- _Set problem_: List every line below that contains the string "cloud", copying each such line in full.

-- begin --

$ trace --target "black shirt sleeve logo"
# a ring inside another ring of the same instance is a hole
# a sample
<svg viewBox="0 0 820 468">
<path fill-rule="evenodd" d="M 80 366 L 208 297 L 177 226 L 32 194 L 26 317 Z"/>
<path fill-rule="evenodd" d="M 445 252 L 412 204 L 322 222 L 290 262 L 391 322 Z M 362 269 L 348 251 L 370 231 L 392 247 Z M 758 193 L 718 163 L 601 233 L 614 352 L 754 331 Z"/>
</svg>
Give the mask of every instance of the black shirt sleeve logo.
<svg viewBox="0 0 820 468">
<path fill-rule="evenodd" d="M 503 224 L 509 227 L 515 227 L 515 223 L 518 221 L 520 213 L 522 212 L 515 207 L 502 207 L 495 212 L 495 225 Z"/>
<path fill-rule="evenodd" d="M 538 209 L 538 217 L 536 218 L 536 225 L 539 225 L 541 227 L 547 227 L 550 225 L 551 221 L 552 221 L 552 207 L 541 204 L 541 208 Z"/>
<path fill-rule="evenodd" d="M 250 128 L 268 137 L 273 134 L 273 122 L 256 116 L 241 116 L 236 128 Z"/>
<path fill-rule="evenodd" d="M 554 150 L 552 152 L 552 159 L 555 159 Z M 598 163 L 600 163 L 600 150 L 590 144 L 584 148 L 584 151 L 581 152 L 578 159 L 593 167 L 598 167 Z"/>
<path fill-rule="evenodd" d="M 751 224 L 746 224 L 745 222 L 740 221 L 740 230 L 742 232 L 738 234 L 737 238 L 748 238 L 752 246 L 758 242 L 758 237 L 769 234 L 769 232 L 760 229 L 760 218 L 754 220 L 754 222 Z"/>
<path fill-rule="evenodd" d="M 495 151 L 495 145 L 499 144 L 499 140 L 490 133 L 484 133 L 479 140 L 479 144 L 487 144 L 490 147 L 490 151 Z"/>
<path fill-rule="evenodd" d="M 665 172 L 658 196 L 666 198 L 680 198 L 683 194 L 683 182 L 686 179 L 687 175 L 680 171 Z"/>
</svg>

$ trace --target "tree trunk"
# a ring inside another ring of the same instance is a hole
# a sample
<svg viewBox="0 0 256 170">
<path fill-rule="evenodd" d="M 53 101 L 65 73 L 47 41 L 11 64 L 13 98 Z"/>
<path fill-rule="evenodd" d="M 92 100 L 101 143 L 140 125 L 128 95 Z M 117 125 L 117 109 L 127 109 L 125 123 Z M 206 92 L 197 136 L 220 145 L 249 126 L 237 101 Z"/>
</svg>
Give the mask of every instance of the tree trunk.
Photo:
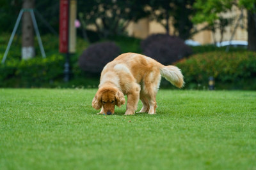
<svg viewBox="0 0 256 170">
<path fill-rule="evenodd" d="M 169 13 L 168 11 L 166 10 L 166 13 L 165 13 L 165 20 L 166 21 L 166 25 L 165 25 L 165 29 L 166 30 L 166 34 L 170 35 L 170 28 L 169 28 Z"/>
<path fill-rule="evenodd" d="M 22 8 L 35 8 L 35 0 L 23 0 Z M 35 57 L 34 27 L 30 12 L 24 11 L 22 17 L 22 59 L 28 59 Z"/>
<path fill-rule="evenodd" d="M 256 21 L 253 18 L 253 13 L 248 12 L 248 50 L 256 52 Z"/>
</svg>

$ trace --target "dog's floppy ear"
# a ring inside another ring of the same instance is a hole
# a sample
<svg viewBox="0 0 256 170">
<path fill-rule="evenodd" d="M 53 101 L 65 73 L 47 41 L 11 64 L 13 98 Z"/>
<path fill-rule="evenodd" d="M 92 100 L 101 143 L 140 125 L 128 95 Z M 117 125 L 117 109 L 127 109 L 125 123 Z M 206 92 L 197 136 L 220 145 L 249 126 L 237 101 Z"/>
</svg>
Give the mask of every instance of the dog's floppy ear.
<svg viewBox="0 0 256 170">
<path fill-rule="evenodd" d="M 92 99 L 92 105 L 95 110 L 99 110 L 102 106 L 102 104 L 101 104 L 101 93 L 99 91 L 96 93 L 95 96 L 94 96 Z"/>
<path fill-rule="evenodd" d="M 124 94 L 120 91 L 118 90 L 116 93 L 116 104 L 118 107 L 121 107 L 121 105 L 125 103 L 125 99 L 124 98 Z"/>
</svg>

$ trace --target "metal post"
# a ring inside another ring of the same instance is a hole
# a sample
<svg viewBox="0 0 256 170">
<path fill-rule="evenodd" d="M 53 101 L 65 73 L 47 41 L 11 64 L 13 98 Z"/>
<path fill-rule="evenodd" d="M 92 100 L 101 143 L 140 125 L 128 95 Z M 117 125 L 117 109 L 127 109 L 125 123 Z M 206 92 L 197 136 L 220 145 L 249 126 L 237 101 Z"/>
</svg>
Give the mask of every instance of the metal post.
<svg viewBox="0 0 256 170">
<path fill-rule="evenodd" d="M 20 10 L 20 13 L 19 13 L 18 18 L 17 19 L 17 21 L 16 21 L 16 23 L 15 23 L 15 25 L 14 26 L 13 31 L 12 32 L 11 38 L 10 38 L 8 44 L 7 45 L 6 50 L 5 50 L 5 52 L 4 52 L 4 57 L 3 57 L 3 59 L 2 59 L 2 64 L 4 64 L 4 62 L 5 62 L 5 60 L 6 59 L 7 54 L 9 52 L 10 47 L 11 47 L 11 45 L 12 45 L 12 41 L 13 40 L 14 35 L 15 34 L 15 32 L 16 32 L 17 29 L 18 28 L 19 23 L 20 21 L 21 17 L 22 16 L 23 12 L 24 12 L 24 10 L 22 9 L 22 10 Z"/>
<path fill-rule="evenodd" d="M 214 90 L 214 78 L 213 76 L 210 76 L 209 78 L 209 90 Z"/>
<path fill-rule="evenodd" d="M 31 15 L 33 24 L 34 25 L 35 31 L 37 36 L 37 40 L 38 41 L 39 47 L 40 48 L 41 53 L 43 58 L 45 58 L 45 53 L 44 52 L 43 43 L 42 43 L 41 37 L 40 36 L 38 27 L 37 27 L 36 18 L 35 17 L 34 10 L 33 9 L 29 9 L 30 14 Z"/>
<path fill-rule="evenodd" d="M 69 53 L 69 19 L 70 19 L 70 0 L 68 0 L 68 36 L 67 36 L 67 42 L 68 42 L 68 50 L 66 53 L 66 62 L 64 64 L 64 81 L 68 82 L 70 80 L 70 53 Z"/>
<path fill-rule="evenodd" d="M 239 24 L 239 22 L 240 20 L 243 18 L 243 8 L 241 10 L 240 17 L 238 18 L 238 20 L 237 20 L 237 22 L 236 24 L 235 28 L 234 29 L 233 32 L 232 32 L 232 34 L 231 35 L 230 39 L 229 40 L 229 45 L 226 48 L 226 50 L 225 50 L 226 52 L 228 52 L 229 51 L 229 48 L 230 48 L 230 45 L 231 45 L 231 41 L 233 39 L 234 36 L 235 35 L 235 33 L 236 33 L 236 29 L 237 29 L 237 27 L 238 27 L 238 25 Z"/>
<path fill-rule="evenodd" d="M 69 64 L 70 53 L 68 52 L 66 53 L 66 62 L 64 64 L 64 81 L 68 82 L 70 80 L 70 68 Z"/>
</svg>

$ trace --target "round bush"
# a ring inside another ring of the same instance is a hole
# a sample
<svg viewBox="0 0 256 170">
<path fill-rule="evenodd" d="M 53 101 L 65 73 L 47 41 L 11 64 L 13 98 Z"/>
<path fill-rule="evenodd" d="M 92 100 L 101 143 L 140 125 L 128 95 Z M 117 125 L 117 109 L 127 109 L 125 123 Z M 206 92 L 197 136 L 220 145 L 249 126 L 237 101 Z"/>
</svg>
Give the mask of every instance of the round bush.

-- end --
-- begin --

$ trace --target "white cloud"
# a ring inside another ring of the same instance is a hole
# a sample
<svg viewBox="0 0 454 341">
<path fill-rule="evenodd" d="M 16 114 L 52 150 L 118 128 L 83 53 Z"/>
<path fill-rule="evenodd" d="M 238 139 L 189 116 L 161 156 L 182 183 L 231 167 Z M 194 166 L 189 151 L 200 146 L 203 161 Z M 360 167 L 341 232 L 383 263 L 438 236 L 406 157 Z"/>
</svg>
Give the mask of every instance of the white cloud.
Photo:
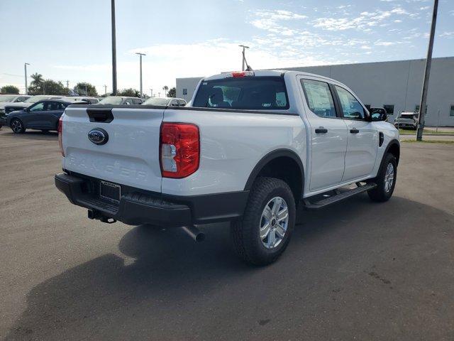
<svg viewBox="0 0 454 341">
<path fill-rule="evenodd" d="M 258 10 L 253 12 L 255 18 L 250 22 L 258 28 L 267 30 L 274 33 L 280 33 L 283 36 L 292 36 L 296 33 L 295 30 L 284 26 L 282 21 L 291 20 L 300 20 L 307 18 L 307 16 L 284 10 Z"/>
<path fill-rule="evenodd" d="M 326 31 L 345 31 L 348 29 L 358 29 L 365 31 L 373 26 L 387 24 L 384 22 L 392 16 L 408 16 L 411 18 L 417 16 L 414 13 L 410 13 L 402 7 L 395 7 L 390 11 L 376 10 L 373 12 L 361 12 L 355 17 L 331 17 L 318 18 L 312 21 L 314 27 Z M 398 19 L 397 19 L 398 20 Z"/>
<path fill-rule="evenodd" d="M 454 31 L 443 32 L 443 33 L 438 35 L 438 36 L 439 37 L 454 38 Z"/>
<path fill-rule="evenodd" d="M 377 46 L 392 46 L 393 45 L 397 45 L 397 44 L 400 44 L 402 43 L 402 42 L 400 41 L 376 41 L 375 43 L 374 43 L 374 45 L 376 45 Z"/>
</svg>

-- end --

- _Exercise output_:
$ trace --target "white cloud"
Give the mask of every instance of the white cloud.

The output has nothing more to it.